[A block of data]

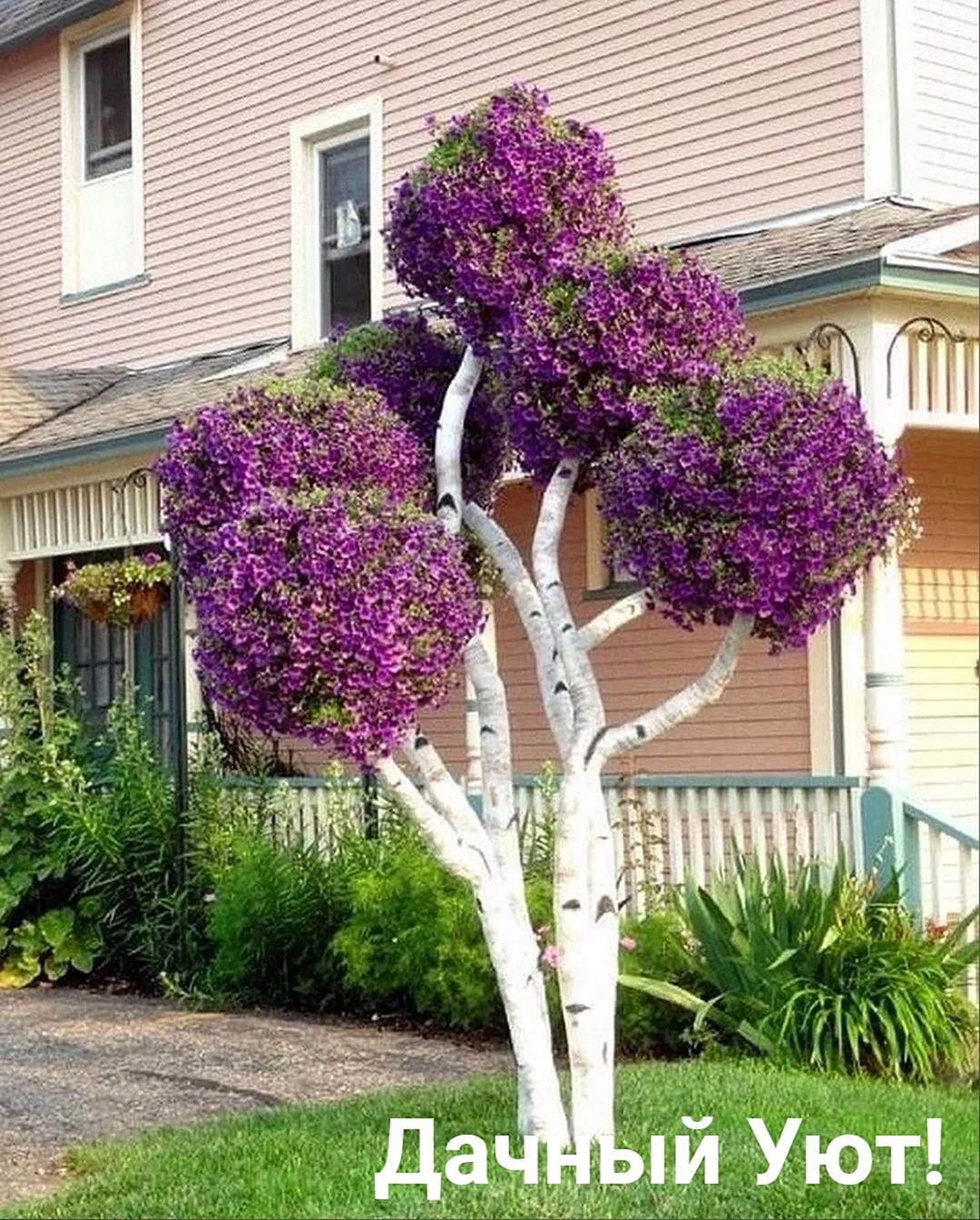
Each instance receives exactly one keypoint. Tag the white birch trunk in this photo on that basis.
(514, 953)
(586, 924)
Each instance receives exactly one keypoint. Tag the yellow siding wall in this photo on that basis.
(940, 578)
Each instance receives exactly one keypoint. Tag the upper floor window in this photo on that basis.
(102, 154)
(345, 233)
(109, 107)
(336, 167)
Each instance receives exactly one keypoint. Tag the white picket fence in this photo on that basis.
(666, 827)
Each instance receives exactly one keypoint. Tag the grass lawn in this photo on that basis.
(320, 1160)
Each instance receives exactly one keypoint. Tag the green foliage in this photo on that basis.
(127, 848)
(43, 931)
(412, 940)
(103, 591)
(270, 926)
(827, 972)
(319, 1160)
(647, 1025)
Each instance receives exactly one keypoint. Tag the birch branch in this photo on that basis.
(449, 438)
(586, 702)
(444, 792)
(532, 614)
(461, 858)
(628, 607)
(681, 705)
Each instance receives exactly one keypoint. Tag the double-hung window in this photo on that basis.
(109, 107)
(345, 233)
(102, 154)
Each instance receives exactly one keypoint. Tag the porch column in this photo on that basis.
(7, 580)
(884, 617)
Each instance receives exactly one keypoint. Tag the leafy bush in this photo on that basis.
(270, 926)
(43, 931)
(828, 972)
(412, 940)
(645, 1025)
(127, 850)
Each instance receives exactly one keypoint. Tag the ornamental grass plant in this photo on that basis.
(831, 974)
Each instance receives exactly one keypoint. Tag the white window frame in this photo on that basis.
(123, 21)
(308, 138)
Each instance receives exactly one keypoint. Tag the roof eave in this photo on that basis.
(75, 13)
(114, 444)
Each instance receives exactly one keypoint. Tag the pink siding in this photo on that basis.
(760, 723)
(946, 107)
(718, 113)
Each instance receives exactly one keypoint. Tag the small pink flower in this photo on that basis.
(551, 956)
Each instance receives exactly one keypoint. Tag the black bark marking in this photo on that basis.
(593, 743)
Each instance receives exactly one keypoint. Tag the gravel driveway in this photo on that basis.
(79, 1065)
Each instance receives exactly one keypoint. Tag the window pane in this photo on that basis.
(344, 178)
(345, 234)
(348, 291)
(109, 120)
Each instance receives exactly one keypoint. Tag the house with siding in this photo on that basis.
(170, 178)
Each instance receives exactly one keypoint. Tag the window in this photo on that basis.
(345, 234)
(599, 578)
(99, 655)
(102, 155)
(109, 115)
(337, 254)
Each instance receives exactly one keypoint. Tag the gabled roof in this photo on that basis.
(24, 21)
(748, 260)
(64, 408)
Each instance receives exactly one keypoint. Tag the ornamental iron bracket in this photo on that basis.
(929, 329)
(822, 337)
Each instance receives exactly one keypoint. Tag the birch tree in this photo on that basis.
(334, 532)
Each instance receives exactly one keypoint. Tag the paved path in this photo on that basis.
(79, 1065)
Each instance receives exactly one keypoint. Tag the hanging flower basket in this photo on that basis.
(122, 592)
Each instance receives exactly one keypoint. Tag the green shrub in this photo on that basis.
(649, 1026)
(127, 850)
(412, 942)
(828, 972)
(44, 931)
(270, 928)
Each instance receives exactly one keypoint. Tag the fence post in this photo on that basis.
(891, 842)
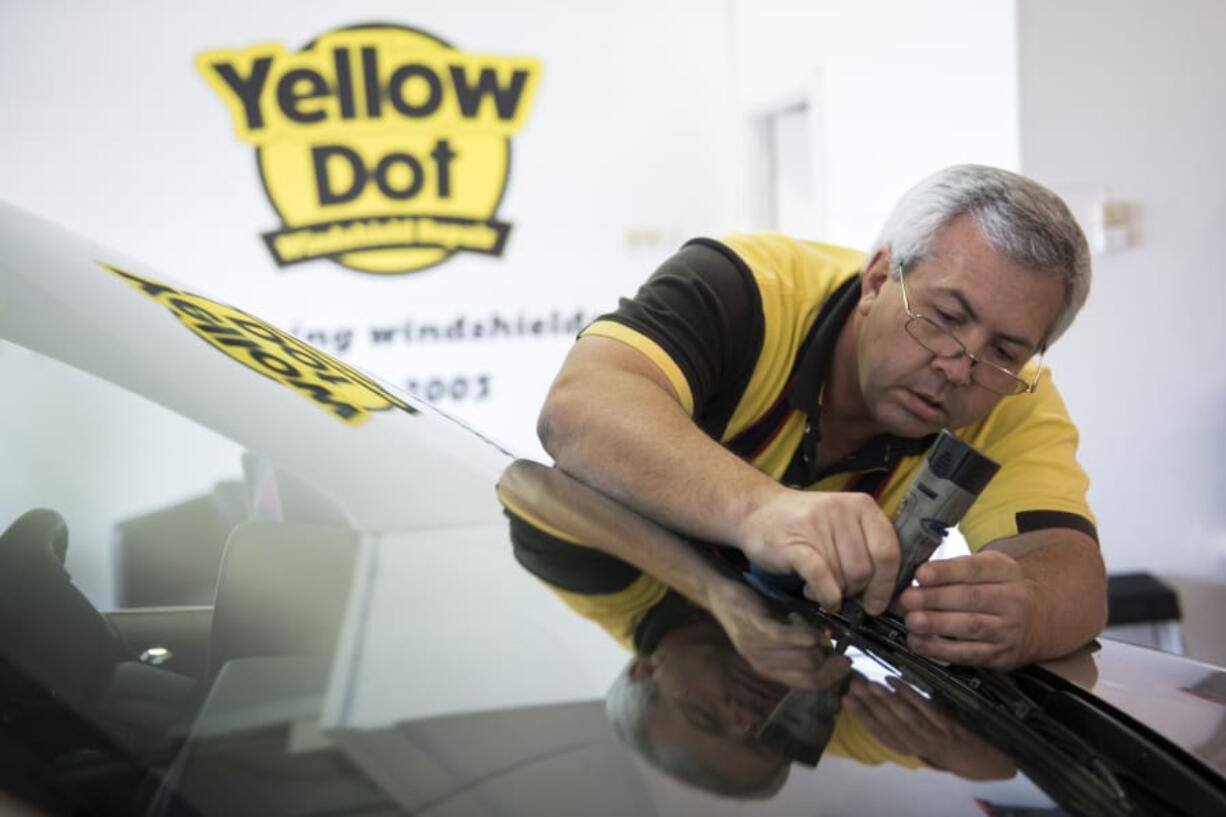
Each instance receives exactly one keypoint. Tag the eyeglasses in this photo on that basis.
(942, 342)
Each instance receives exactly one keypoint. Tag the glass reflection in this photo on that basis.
(690, 702)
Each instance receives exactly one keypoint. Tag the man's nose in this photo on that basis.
(955, 369)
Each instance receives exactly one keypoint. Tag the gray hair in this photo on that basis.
(630, 705)
(1020, 218)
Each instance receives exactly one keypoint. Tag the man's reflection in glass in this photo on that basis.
(693, 707)
(688, 702)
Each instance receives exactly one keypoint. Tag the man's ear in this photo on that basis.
(874, 277)
(643, 667)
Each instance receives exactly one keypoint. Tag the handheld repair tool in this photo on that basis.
(950, 479)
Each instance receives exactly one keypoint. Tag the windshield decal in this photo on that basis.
(336, 388)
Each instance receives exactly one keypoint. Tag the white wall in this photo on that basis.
(1129, 99)
(110, 130)
(899, 88)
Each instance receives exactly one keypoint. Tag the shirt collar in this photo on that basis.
(804, 395)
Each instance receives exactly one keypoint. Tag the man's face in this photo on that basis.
(994, 307)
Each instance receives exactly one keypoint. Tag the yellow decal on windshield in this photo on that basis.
(336, 388)
(381, 147)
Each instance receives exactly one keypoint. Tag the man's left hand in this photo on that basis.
(971, 610)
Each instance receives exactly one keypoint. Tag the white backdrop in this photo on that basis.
(110, 130)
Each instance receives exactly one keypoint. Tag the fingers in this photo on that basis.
(882, 544)
(849, 546)
(985, 567)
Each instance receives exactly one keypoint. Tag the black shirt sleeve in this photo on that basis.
(704, 309)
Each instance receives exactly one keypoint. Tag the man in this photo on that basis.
(688, 702)
(776, 395)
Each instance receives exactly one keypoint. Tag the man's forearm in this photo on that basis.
(1068, 589)
(624, 433)
(597, 521)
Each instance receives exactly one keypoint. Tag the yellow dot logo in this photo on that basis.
(380, 147)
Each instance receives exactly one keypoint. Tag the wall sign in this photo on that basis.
(381, 147)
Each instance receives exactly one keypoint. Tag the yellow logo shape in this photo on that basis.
(381, 147)
(338, 389)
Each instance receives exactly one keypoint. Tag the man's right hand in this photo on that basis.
(840, 544)
(791, 653)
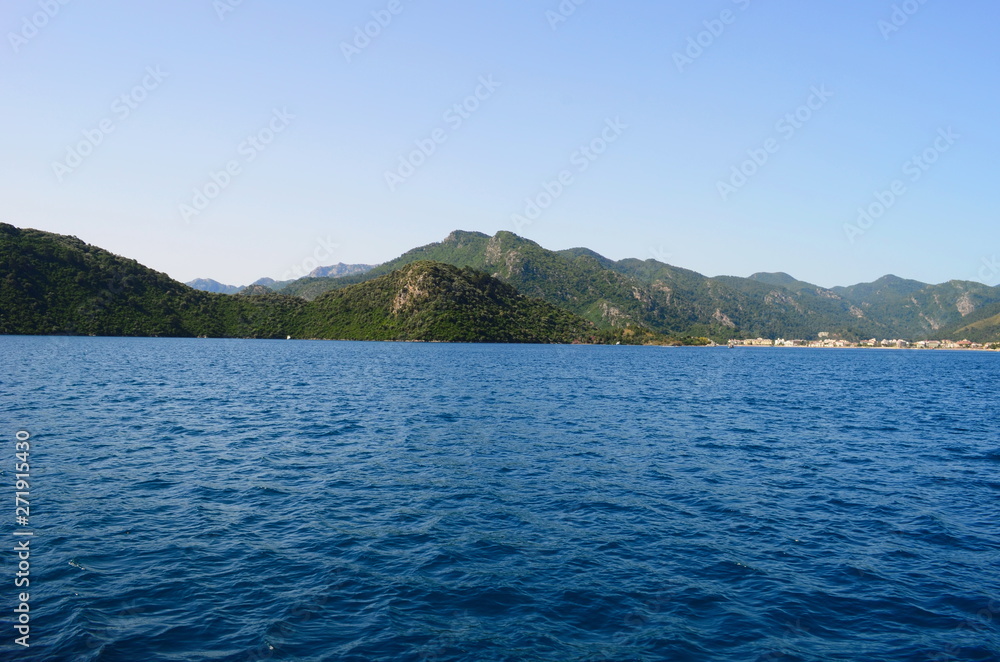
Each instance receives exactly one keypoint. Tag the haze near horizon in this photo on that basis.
(233, 140)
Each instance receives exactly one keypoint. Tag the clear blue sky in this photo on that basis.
(654, 191)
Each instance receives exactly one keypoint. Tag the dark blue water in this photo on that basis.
(250, 500)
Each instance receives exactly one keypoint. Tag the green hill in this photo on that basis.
(54, 284)
(647, 293)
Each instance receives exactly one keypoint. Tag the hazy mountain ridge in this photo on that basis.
(54, 284)
(673, 300)
(334, 271)
(46, 281)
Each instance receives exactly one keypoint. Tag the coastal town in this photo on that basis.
(826, 341)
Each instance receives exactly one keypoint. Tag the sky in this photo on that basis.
(837, 141)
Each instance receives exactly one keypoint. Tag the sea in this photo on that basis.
(243, 500)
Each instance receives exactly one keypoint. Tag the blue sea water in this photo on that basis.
(258, 500)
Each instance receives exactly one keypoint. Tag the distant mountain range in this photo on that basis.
(334, 271)
(674, 301)
(472, 286)
(55, 284)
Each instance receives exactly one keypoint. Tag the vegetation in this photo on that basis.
(474, 288)
(52, 284)
(677, 302)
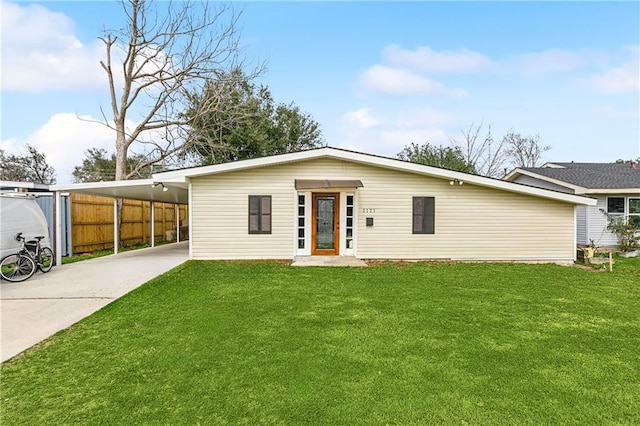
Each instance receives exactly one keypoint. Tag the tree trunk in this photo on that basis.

### EXERCISE
Drop the images and quote the entries word for word.

### SOLUTION TO THIS PROBLEM
Each instance receives exactly one keypoint. Tag the white birch trunk in this photo on that basis.
(514, 953)
(586, 924)
Each instance receives exactly one keypoint. Tag the yellow siding wall in this photo on that basis.
(940, 578)
Each instance receives exactly one keypoint. Tag the upper floor window in this photo on that basis.
(102, 154)
(345, 233)
(109, 107)
(336, 167)
Each instance receives exactly one keypoint. Tag the white picket fence in this photo on that basis.
(666, 827)
Each instance receives exactly one keypoint. Tag the grass lawn in this photo on that basis.
(320, 1160)
Each instance receives exactly one keypoint. Tag the green foliage in this photo on that basis.
(127, 848)
(43, 931)
(412, 940)
(103, 591)
(270, 926)
(827, 972)
(319, 1160)
(647, 1025)
Each instance receives exactly one keypoint. Tag the birch branch in this photo on that basis.
(449, 438)
(586, 702)
(444, 792)
(532, 614)
(461, 858)
(628, 607)
(681, 705)
Each instance receives exactly one keypoint. Tag the double-hung window in this photo on that basis.
(109, 107)
(345, 233)
(102, 154)
Each instance receives exactly one keypoint. Tag the porch column in this photo on that basis.
(7, 580)
(884, 617)
Each instance receives exactly one keypoint. Tag the leafy bush in this photo on that basis.
(270, 926)
(43, 931)
(828, 972)
(412, 940)
(645, 1025)
(127, 850)
Each instance receives exactly one keypoint. Tag the ornamental grass plant in this photo on that basis.
(831, 974)
Each instance receives exactly one keypoint. Tag the white window frame in this photo on that basis.
(123, 21)
(308, 138)
Each instance receives exactly one keypoint. Tag the roof eave in this photo on that basis.
(75, 13)
(114, 444)
Each instance receives exactly one keypoint. Tag the pink siding in this photo on that basis.
(760, 723)
(946, 107)
(718, 113)
Each instance receives exactly one keypoint. Tag the small pink flower in this photo on that basis.
(551, 956)
Each instance receives exactly one keypoint. Tag the black bark marking in this photo on that basis.
(593, 743)
Each instance receives exactly one keypoint. Tag the gravel driveway in this photo on that basis.
(79, 1065)
Each instance receives exactly one keypoint. Tag the window pane in this photo on that basis.
(344, 178)
(345, 234)
(348, 291)
(109, 120)
Each instance receives exactly one keypoint. Tag the house with siding in this photo on that basis.
(170, 178)
Each instance receives exactly one keypoint. Tag the window in this photo on that basis.
(345, 234)
(599, 578)
(99, 655)
(102, 155)
(109, 115)
(337, 254)
Each instance receives exactly one keypoint. Tag the gabled roof in this photo on that basis.
(24, 21)
(748, 260)
(64, 408)
Each instance receives exactly one keypoint. Tag the ornamental iron bracket in this photo on that basis.
(929, 329)
(822, 337)
Each instance receives exactly one keypoint. Tag the birch tree in this photo on that basis.
(334, 532)
Each instance receives exactly one keypoint. Tag the paved path in this photo on that basis.
(79, 1065)
Each instance receives exactly one keypoint. Tag the hanging flower basket in this photo on that basis.
(122, 592)
Each instance receives exactly one keypoint. Tag the green shrub in this photo on that basis.
(649, 1026)
(127, 850)
(412, 942)
(828, 972)
(44, 931)
(270, 928)
Each instance receives exactly one keypoint. Tag the fence post in this photo on that basis.
(891, 842)
Each instance receives exactly one keypoint. Tag the eyeglasses in this photo on that basis.
(942, 342)
Each instance receives exactly one keypoint. Tag the glass reflection in this photo on that basis.
(690, 702)
Each instance receives exactly one keypoint. Tag the man's nose in this photo on that basis.
(955, 369)
Each instance receives exactly one keypoint. Tag the gray hair in this photo on that basis.
(630, 705)
(1020, 218)
Each instance receives exactly one keypoint. Tag the man's reflection in glass in this photo on that basis.
(693, 707)
(688, 702)
Each instance receives exactly one keypoint. Tag the man's ear in this photo on that basis.
(874, 277)
(643, 667)
Each instance receives exactly one keypoint. Tag the handheld repair tool in this photo on that basis.
(950, 479)
Each instance receives exactly one keypoint. Tag the windshield decal in this photo on that basis.
(336, 388)
Each instance receives exactly one keypoint. Tag the white wall in this photo on that basis.
(1129, 99)
(110, 130)
(899, 88)
Each instance receives exactly one keypoint. Tag the shirt collar in this photo on that basis.
(804, 395)
Each instance receives exactly one keypoint. Tag the man's face in this photo on that basis.
(994, 307)
Each instance receives exactly one keypoint. Tag the yellow decal on windshield in this photo on that basis.
(336, 388)
(381, 147)
Each instance receives exactly one keypoint. Tag the man's left hand in this photo on that basis.
(971, 610)
Each instance receives exactly one keypoint. Tag the white backdrop in this photo on that basis.
(110, 130)
Each instance receives exactly one keypoint. Tag the fingers in this photo on that basis.
(882, 544)
(849, 546)
(985, 567)
Each instance receives exactly one keypoint. Tag the black shirt sleeve in this photo on that basis.
(704, 309)
Each instance receives exactly one keypoint. Tag the man in this photo on that basis.
(688, 702)
(776, 395)
Each instance receives exactly one keypoint. Tag the man's forearm in this photo on that basis.
(1068, 589)
(624, 433)
(597, 521)
Each instance receives exactly one keypoint. Tag the yellow dot logo in this photo on that basis.
(380, 147)
Each instance receives exactly one keypoint. Tag the wall sign in this photo on that basis.
(381, 147)
Each instance receives exactly one keypoint. Tag the yellow logo shape in this photo on that basis.
(381, 147)
(338, 389)
Each instance receives exactly one keypoint. Tag the man's right hand in this photo on that basis.
(840, 544)
(791, 653)
Each instance receives exactly one keypoint. Tag the haze near horizon in this photo on that basis.
(233, 140)
Each instance receives exactly one keypoint. Tag the clear blue sky in this photo on that basis.
(654, 191)
Each instance receives exactly one keypoint. Tag the dark blue water in this photo on that basis.
(250, 500)
Each instance receives exactly one keypoint. Tag the green hill in this photo on that basis.
(54, 284)
(647, 293)
Each instance receives exactly one keypoint. Tag the hazy mountain ridge in this photo on that basis.
(54, 284)
(673, 300)
(334, 271)
(46, 281)
Each instance receives exactly one keypoint. Tag the coastal town in this photo on that basis.
(826, 341)
Each instance receives exactly one keypoint. Tag the sky in this photo on that basis.
(837, 141)
Each instance receives exactly one keypoint. Tag the sea in this photo on that basis.
(243, 500)
Each instance receives exactly one keypoint. Tag the blue sea water in this photo on that basis.
(258, 500)
Each instance receives exactly one keypoint. Tag the distant mountain range in this photo on that basis.
(334, 271)
(674, 301)
(472, 286)
(55, 284)
Each instance receives exactly one keypoint. Tag the vegetation in this photo on that basis.
(474, 288)
(52, 284)
(677, 302)
Each instance receives exactly one keypoint. Tag the tree trunk in this photo on that basis.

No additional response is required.